- What to produce -
Set out each line from the following listing that includes the word "stabilizer".

- Exercise material -
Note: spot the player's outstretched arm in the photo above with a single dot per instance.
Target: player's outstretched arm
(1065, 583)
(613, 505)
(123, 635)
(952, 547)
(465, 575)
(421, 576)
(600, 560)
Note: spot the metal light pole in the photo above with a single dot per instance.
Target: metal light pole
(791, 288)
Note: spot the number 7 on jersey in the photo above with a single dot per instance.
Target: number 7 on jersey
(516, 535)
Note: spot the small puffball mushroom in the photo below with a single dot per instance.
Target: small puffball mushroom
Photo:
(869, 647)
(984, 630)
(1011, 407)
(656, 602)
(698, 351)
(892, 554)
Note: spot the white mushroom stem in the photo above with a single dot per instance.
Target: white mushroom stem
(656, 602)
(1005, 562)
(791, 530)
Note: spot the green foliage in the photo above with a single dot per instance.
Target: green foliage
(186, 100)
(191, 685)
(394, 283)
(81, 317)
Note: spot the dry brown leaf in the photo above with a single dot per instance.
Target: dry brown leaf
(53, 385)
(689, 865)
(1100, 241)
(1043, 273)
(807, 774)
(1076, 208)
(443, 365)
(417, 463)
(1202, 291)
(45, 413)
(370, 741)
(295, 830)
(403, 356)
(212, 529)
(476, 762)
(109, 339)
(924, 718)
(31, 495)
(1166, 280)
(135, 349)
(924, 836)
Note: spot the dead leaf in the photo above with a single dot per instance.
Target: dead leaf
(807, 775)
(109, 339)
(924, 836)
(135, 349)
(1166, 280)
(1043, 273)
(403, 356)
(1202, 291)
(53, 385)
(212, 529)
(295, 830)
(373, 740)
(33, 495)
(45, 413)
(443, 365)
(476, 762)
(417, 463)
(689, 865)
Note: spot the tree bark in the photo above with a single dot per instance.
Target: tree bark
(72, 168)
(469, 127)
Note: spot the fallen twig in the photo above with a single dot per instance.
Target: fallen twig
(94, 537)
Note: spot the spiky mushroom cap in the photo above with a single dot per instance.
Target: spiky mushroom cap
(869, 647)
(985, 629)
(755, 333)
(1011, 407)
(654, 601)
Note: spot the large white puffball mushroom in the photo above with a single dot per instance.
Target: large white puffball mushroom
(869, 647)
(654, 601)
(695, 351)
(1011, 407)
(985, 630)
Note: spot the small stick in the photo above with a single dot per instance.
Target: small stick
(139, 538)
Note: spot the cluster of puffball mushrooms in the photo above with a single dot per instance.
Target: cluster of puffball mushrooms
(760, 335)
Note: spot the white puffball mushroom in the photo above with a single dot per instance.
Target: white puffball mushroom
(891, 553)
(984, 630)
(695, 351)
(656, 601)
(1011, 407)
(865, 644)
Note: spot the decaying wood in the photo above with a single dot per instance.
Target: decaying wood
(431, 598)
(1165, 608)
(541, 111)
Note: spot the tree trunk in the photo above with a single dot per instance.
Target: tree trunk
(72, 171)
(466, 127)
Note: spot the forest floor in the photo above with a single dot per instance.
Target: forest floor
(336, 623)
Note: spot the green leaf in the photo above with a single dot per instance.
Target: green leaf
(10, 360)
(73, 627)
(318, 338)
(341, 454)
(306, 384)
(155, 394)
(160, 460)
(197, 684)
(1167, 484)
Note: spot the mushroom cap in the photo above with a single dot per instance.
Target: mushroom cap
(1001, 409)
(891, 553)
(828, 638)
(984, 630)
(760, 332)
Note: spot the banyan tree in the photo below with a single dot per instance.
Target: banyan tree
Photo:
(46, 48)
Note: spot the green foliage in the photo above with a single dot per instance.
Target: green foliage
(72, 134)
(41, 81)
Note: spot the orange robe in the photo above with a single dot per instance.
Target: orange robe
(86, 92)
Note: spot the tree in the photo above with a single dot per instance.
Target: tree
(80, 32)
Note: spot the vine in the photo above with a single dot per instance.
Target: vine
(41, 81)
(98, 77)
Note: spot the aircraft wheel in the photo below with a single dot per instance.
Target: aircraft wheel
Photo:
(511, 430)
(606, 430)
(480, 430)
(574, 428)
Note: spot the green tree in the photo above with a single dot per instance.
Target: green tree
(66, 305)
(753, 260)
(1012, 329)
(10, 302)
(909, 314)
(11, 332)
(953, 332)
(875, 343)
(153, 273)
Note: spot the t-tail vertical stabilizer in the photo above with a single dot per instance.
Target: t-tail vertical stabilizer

- Result for this task -
Note: spot the t-tail vertical stabilizer in the photo above with a single dot per instance.
Target: t-tail vertical stabilizer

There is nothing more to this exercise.